Gorleben kommt vor das Verfassungsgericht

■ Nutzung der Atom-Zwischenlager widerspricht Grundrechten

Hannover (dpa/taz) – Seit zwölf Jahren vertritt Nikolaus Piontek die Kläger gegen das Gorlebener Zwischenlager. Ein Langzeitjob: „In diesem Rechtstreit geht es um die Atommüllentsorgung der nächsten 40, 50 Jahre“, sagt der Hamburger Rechtsanwalt. Schriftsätze im Umfang von über 1000 Seiten hat er dafür verfaßt. Auch an das Bundesverfassungsgericht hat er sich gewandt. Doch das hatte ihn aufgefordert, das Hauptsacheverfahren zu betreiben, das seit 1983 in erster Instanz anhängig ist.

* DIE AUFGABE *
Schreibe den Bericht über die Klage gegen das Gorlebener Zwischenlager im Anschluss an seinen letzten Satz weiter.

* BEREITGESTELLTE ANGABEN *
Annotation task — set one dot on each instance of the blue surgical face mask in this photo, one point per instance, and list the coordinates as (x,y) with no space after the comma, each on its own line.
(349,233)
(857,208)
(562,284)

* ERWARTETE ANTWORT *
Dennoch will Piontek jetzt erneut eine Verfassungsbeschwerde schreiben. „Angesichts der verfassungrechtlichen Frage, um die es eigentlich geht“, sieht er immer noch „gute Chancen in Karlsruhe“. Er will klären lassen, ob die nunmehr wichtigsten Anlagen zur Atommüllentsorgung, die externen Zwischenlager wie Gorleben und Ahaus, ohne Beteiligung der Bürger errichtet werden durften.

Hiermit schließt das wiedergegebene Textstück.